Entries taken from a collection
■ ■ ■
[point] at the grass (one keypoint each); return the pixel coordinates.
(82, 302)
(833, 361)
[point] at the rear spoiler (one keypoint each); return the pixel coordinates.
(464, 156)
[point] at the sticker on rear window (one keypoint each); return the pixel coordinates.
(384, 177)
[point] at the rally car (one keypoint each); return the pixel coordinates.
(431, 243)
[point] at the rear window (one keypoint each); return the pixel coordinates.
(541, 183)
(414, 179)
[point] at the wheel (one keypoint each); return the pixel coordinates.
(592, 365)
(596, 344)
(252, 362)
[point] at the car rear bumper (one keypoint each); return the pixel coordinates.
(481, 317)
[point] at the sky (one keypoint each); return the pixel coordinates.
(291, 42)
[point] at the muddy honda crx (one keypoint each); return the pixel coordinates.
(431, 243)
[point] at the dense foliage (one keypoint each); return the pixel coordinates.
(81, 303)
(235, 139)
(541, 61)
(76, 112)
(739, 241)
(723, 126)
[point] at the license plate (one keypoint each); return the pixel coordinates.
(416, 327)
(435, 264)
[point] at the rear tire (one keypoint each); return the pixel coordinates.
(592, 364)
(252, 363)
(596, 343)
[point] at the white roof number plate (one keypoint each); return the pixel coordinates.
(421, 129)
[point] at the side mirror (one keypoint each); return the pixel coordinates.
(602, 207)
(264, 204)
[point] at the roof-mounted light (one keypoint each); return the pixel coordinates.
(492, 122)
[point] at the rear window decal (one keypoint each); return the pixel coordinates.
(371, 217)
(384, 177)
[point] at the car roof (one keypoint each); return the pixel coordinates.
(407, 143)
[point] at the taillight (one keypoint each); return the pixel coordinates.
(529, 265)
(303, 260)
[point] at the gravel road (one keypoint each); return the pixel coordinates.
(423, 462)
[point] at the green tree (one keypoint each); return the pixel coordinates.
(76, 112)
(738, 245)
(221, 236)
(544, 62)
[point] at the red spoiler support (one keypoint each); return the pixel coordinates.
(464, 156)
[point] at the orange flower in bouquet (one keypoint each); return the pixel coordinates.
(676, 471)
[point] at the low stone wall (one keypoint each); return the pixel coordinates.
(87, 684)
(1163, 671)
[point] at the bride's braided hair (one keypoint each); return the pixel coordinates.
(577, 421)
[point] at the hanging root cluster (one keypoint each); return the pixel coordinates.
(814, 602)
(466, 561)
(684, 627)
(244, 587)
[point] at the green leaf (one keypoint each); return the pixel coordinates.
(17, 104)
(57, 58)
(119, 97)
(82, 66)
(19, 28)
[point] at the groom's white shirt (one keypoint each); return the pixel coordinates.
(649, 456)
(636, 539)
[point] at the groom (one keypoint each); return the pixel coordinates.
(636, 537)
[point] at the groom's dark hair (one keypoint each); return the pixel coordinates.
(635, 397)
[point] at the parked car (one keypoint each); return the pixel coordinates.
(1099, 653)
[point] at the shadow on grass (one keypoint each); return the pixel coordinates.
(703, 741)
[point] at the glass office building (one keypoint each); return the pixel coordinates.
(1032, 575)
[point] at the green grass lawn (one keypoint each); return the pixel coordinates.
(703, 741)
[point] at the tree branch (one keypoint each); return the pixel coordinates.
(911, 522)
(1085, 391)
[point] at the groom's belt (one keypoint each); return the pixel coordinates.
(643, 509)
■ ■ ■
**Directions for this task**: Please repeat all the records above exactly as they appear.

**Result below**:
[point] at the grass (one keypoint each); return the pixel coordinates.
(82, 302)
(833, 361)
[point] at the rear spoiler (one keypoint each); return the pixel coordinates.
(464, 156)
[point] at the sticker on rear window (one keypoint each); return the pixel coordinates.
(384, 177)
[point] at the rally car (one keypoint each); return the pixel coordinates.
(431, 243)
[point] at the rear window (one keypoint each); return the pixel coordinates.
(541, 183)
(414, 179)
[point] at the wheel (one keypoint each); return the pixel coordinates.
(592, 365)
(596, 344)
(252, 362)
[point] at the car rear bumper (one keypoint each); return the pixel coordinates.
(481, 317)
[point] at the sky (one keypoint each); return the pixel coordinates.
(291, 42)
[point] at the muddy honda crx (one keypoint each); return the pixel coordinates.
(431, 243)
[point] at the dense foliage (one keypoint each); return the pixel coordinates.
(81, 303)
(235, 139)
(541, 61)
(76, 112)
(739, 241)
(723, 126)
[point] at the license plate (one keypoint each); return the pixel coordinates.
(416, 327)
(435, 264)
[point] at the rear tire (one keypoint each); return the pixel coordinates.
(592, 364)
(252, 363)
(596, 343)
[point] at the white roof number plate (one keypoint each); return the pixel coordinates.
(421, 129)
[point] at the side mirror (one keypoint each); return the pixel coordinates.
(602, 207)
(264, 204)
[point] at the roof-mounted light (one keypoint each); return the pixel coordinates.
(492, 122)
[point] at the rear window decal (one keypoint each); return the pixel coordinates.
(371, 217)
(384, 177)
[point] at the car roof (one keypoint each); return the pixel coordinates.
(407, 143)
[point] at the taillight (one keypoint each); return the pixel coordinates.
(529, 265)
(303, 260)
[point] at the gravel road (one keypoint each); return the pixel coordinates.
(423, 462)
[point] at the green tree (one keypoint each); return the pixel coordinates.
(76, 112)
(738, 245)
(221, 236)
(544, 62)
[point] at the red spoiler support (one keypoint each); return the pixel coordinates.
(464, 156)
[point] at the orange flower in bouquet (one keypoint each); return the pixel coordinates.
(676, 471)
[point] at the low stone wall (one keypoint each); return the pixel coordinates.
(87, 684)
(1163, 671)
[point] at the bride's braided hair (one keypoint each); return the pixel coordinates.
(577, 421)
[point] at the hanging root cluster (one keypoint each); return the pixel coordinates.
(814, 602)
(466, 561)
(684, 627)
(244, 587)
[point] at the green leaf (one keypoint each); return the pixel coordinates.
(17, 104)
(57, 58)
(119, 97)
(82, 66)
(19, 28)
[point] at the groom's white shirt (one keypoint each); return the pixel coordinates.
(649, 456)
(636, 539)
[point] at the groom (one keypoint each); return the pixel coordinates.
(636, 537)
[point] at the groom's dark hair (one keypoint each); return the pixel coordinates.
(635, 397)
[point] at the parked car (one keypoint each); return the pixel coordinates.
(1099, 653)
[point] at the shadow on grass (one keypoint each); return the pixel coordinates.
(703, 741)
[point] at the glass office building (one keypoint each); return the pixel coordinates.
(1032, 575)
[point] at the green grass lawn (one keypoint each); return the pixel coordinates.
(703, 741)
[point] at the tree branch (one keypoint each); return the pixel coordinates.
(911, 522)
(1085, 391)
[point] at the groom's belt (one keypoint each); return the pixel coordinates.
(643, 509)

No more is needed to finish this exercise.